Object point labels
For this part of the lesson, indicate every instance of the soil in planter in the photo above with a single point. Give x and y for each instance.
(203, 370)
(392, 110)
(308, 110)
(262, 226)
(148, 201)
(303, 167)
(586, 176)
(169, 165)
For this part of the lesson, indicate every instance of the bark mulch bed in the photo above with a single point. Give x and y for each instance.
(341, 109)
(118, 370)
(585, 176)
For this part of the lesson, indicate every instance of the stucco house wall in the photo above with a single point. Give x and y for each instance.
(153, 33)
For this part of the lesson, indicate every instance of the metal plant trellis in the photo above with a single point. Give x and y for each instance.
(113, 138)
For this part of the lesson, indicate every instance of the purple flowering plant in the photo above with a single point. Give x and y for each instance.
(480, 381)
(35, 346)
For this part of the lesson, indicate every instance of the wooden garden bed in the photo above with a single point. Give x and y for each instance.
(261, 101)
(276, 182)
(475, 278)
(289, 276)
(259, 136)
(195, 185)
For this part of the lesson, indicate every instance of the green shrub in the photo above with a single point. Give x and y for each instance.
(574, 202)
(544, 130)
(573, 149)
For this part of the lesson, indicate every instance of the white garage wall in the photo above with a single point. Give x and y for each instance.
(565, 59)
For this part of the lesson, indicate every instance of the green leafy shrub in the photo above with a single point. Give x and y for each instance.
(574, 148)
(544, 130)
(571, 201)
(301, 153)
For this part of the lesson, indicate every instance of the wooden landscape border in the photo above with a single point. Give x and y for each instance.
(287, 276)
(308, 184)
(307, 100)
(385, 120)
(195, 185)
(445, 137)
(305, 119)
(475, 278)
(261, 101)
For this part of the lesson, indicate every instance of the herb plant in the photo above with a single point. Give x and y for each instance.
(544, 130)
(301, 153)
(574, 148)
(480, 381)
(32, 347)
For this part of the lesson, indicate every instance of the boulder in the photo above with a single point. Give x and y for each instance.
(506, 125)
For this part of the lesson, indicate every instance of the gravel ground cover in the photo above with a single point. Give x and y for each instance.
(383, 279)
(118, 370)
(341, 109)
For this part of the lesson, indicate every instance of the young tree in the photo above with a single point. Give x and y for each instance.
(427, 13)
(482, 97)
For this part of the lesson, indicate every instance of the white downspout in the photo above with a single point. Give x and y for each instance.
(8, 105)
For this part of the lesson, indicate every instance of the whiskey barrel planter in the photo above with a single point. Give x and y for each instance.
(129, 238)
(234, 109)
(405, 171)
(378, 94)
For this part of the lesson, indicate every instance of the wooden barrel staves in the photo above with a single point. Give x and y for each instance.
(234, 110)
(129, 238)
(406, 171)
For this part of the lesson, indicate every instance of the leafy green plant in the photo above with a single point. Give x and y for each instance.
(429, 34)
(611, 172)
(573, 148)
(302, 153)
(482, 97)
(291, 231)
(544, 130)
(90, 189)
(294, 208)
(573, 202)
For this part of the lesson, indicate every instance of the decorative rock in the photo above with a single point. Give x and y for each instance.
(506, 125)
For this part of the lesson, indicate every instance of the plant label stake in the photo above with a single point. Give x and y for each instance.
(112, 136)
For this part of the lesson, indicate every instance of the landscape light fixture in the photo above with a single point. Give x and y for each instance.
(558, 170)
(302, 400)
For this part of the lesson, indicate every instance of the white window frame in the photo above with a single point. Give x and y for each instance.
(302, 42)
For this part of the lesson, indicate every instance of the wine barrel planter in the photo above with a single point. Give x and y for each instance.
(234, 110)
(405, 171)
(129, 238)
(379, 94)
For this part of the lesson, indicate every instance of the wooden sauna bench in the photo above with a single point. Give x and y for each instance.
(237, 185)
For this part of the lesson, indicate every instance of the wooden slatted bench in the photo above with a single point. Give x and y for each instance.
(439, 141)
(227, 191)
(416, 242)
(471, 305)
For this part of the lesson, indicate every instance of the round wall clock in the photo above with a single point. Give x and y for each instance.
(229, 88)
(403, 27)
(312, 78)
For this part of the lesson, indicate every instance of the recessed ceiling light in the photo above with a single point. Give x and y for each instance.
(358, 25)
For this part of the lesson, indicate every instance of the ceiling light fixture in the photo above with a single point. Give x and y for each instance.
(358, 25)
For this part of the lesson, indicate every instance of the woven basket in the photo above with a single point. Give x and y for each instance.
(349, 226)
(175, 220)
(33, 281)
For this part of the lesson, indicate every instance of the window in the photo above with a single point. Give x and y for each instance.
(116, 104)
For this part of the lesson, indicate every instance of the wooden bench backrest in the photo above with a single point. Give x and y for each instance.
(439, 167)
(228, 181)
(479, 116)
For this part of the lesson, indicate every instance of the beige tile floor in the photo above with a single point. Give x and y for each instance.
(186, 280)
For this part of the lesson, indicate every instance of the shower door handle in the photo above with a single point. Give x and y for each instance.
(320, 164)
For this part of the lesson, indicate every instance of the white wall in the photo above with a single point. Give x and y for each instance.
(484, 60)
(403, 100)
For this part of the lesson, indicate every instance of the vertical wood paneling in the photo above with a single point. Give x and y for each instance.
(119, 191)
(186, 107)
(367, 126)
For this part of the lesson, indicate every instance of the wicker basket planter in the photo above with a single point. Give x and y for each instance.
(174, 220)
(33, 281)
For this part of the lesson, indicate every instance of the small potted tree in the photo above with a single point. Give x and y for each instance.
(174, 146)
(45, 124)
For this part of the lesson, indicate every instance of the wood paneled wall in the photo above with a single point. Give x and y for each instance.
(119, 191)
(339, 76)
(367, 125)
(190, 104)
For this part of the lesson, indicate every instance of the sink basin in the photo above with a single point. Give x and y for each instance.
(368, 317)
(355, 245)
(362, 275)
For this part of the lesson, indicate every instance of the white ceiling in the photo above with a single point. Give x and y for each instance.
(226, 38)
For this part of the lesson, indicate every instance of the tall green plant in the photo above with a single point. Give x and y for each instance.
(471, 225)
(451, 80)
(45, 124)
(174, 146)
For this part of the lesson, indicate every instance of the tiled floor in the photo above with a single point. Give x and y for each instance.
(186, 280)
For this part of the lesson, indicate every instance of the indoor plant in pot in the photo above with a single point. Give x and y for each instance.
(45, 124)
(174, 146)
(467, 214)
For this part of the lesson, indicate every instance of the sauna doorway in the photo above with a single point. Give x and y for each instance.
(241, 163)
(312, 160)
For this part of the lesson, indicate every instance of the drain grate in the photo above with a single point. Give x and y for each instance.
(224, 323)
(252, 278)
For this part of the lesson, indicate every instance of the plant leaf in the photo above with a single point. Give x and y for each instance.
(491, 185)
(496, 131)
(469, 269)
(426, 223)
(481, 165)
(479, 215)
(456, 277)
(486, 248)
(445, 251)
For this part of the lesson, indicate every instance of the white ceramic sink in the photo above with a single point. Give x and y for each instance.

→ Written task: Copy out each record, keeping every word as it is.

→ Correct response:
For this part of the lesson, indicate every instance of the soil in planter in the photo above with a single point. Give x and y for each instance.
(203, 370)
(392, 110)
(308, 110)
(262, 226)
(148, 201)
(303, 167)
(586, 176)
(169, 165)
For this part of the lesson, indicate every instance of the bark mulch bed in the photo above with a single point. Give x and y for each instance.
(341, 109)
(118, 370)
(585, 176)
For this part of the lesson, indicate every instance of the stucco house wall in the photo above with a single point. Give x and y for each instance.
(153, 33)
For this part of the lesson, indicate every instance of the metal plant trellis in the photo above with a single point. Give x and y for each instance.
(113, 138)
For this part of the lesson, indicate every instance of the purple flowering plant in the photo above with a single point. Give x and y for each instance.
(480, 381)
(35, 346)
For this part of the lesson, indicate every instance of the wooden garden bed in the photo above with a single point. Give x and y for each instance.
(261, 101)
(276, 182)
(475, 278)
(289, 276)
(259, 136)
(195, 185)
For this part of the lesson, indicate every instance of the green shrub in the photo above with a single point. Give x and y for each instance.
(574, 202)
(544, 130)
(573, 149)
For this part of the lesson, indicate every instance of the white garage wall in the photo above with a single point. Give x and y for each instance.
(565, 59)
For this part of the lesson, indicate every instance of the green leafy shrub in the photo above with a single point. Give x and y for each instance.
(574, 148)
(544, 130)
(571, 201)
(301, 153)
For this part of the lesson, indicate every instance of the wooden landscape border in the photo above with a single point. Give x and y for each instance.
(287, 276)
(308, 184)
(307, 100)
(385, 120)
(195, 185)
(445, 137)
(305, 119)
(475, 278)
(261, 101)
For this part of the lesson, indicate every instance of the herb plant in the photo above with a single point. Give x and y for each instance.
(544, 130)
(301, 153)
(574, 148)
(480, 381)
(32, 347)
For this part of the lesson, indicate every instance of the boulder in the photo above with a single point. Give x and y for each instance.
(506, 125)
For this part of the lesson, indicate every instance of the gravel ground cover in the photo above with a single point. Give x and y for each instance.
(383, 279)
(118, 370)
(341, 109)
For this part of the lesson, indicate every instance of the young tree in the photo above with a single point. Give x and y for each instance.
(427, 13)
(482, 97)
For this part of the lesson, indicate every instance of the white downspout in the photo above with a single point. Give x and y for each instance.
(8, 105)
For this part of the lesson, indicate every instance of the whiskey barrel planter in the photo above with a single point. Give x and y for each instance.
(129, 238)
(234, 109)
(405, 171)
(378, 94)
For this part of the lesson, indicate every instance of the wooden barrel staves in the photo above with a single point. Give x and y for each instance.
(234, 110)
(129, 238)
(406, 171)
For this part of the lesson, indicate every instance of the leafy green plant in the photo above with a single point. Give x and y for each instance.
(429, 34)
(611, 172)
(573, 148)
(302, 153)
(482, 97)
(291, 231)
(544, 130)
(90, 189)
(294, 208)
(573, 202)
For this part of the lesson, indicate every instance of the decorative rock in the photo above with a single point. Give x and y for each instance.
(506, 125)
For this part of the lesson, indicate every instance of the plant label stake in the photo above with a single point. Give x and y for each instance.
(112, 136)
For this part of the lesson, indicate every instance of the landscape light fixture in the photo above with a single point. Give x and y for each instance.
(558, 170)
(302, 400)
For this part of the lesson, indicate every instance of the white window frame in the photo above with a single point. Give x and y for each instance.
(302, 42)
For this part of the lesson, indicate every instance of the wine barrel planter in the photo above with a single point. Give x and y for each instance.
(234, 110)
(405, 171)
(129, 238)
(379, 94)
For this part of the lesson, indicate every instance of the wooden sauna bench in the photo above with a single point. Give x and y for each instance.
(237, 185)
For this part of the lesson, indicate every instance of the wooden slatted bench in the photo above with a single point. Give x and y for each instance.
(439, 141)
(227, 191)
(416, 242)
(471, 305)
For this part of the lesson, indicate every instance of the round wall clock in the photo above with a single point. Give x and y for each instance.
(229, 88)
(403, 27)
(312, 78)
For this part of the lesson, indicate every instance of the recessed ceiling light in the photo above with a single point. Give x and y for each instance.
(358, 25)
For this part of the lesson, indicate every instance of the ceiling light fixture in the photo above with a single point. Give x and y for each instance.
(358, 25)
For this part of the lesson, indicate every instance of the woven basket in the photo above with a single point. Give x and y for each instance.
(349, 226)
(175, 220)
(33, 281)
For this part of the lesson, indicate every instance of the window in the photo above with a single point. Give x and y for each instance.
(116, 104)
For this part of the lesson, indicate every instance of the wooden bench backrest in the photo above with a single point. Give x and y for each instance.
(439, 167)
(228, 181)
(479, 116)
For this part of the lesson, indicate every instance of the beige tile floor in the photo above with a single point. Give x and y for each instance.
(186, 280)
For this part of the lesson, indicate every instance of the shower door handle in the photo above with a single point. Give x and y for each instance.
(320, 164)
For this part of the lesson, indicate every instance of the white wall in the photo above with a single point. Give x and y for each instance.
(484, 60)
(403, 100)
For this part of the lesson, indicate every instance of the vertical wood paneling in the photo above with a single point. Give x and y for each instance.
(119, 191)
(186, 107)
(367, 126)
For this part of the lesson, indicate every instance of the wicker basket planter in the photo above with a single point. Give x and y for each instance.
(174, 220)
(33, 281)
For this part of the lesson, indicate every instance of the small potted tree in the photo above with a single point. Give x and y for each instance.
(174, 146)
(45, 124)
For this part of the lesson, indicate every instance of the wood paneled wall in the photo above with a single point. Give x and y for each instance.
(119, 191)
(339, 76)
(367, 125)
(190, 104)
For this part of the lesson, indicate every instance of the sink basin in the photo above with a single point. Give x and y for each instance.
(368, 317)
(355, 245)
(362, 275)
For this part of the lesson, indicate every instance of the white ceiling in the photo above with a single point. Give x and y for each instance.
(226, 38)
For this part of the lesson, indicate every instance of the tall green plant in the photo above with a single point. Give x and y for each instance.
(471, 225)
(451, 80)
(45, 124)
(174, 146)
For this part of the lesson, indicate every instance of the tiled floor in the photo above with a single point. Give x and y for each instance.
(186, 280)
For this part of the lesson, indicate every instance of the indoor plant in pot in the photo above with a single point. Give x and y for each instance.
(45, 124)
(174, 146)
(467, 214)
For this part of the lesson, indicate every instance of the sauna doorway in the photo above with a single point. Give x and y for each instance.
(241, 163)
(312, 160)
For this part of the lesson, indicate every instance of the drain grate in the photo above with a single point. Give x and y for each instance.
(224, 323)
(252, 278)
For this part of the lesson, indicate every instance of the plant leaf in the photo above with a single point. Give x and y for each instance.
(491, 185)
(496, 131)
(469, 269)
(426, 223)
(481, 165)
(479, 215)
(456, 277)
(486, 248)
(445, 251)
For this part of the lesson, indicate every instance of the white ceramic sink in the photo above with a single point. Give x and y for each instance.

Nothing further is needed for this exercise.